[START Source extract]
# Another One Bites the Dust



## SharpShooter14 (Dec 25, 2007)

Earlier on i posted a thread about my first ever squirrel.

Well, now i have a second!
This one was abit easier, and i also used a different pellet. This grey was abit smaller than the last and with a quick shot from my HW57, out flew an Accuppell and landed straight in the critters eye. Stone dead before it hit the ground, unlike the last one that twitched abit.

Two in one day. Not bad (for me :lol: )

Just thought you guys might like to know.


----------



## redneck19 (Jan 5, 2008)

well now get off the porch and get to the woods and see what kind of a hunter u really are


----------



## dfisher (Oct 12, 2007)

Yea, Looks like that one was coming up to get a peanut. Did he suck on your gun barrel? :lol:

Good luck,
Dan


----------



## scottjes000 (Jan 26, 2007)

nice shot :beer:


----------



## coyote_buster (Mar 11, 2007)

Do you have any other pics? I know that they will ussually bleed a bit but with all the anti hunters out just looking for garbage to make us look bad they could use that pic to make us as a group look ike a bunch of blood thirsty monsters. Now I know that this stuff happens and it just part of life but we want to have a good image. I'm not a mod and if you choose to leave it up there thats your desicion, I'm just tryin to keep you from getting in trouble with them.
[END Source extract]
[START Data excerpts]
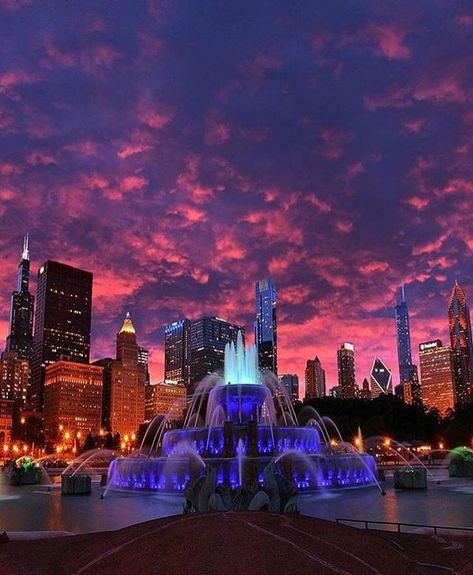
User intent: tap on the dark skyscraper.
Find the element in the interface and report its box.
[370,357,393,399]
[255,278,278,375]
[448,280,473,404]
[189,317,244,393]
[164,319,191,388]
[6,236,34,359]
[337,343,357,399]
[394,286,421,405]
[305,357,326,399]
[30,261,92,410]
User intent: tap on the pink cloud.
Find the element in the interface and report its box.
[138,107,174,130]
[403,118,425,134]
[26,151,57,166]
[358,261,389,275]
[360,23,411,60]
[120,176,149,192]
[335,220,353,234]
[320,128,352,160]
[406,196,430,212]
[63,140,100,156]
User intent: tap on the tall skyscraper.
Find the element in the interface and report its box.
[END Data excerpts]
- Written exercise
Resume the forum thread about the squirrel shot with an HW57, carrying it on from right after its final sentence.

- Output of the task
----------



## SharpShooter14 (Dec 25, 2007)

Oops, thanks for the heads up mate, i'll take it off.

Better safe than sorry!


----------



## coyote_buster (Mar 11, 2007)

Not traying to be mean, just lettin ya know.


----------



## SharpShooter14 (Dec 25, 2007)

coyote_buster said:


> Not traying to be mean, just lettin ya know.


Yeh yeh no problems man. I didn't think you were trying to be mean.


----------



## gentleman4561 (Jul 16, 2007)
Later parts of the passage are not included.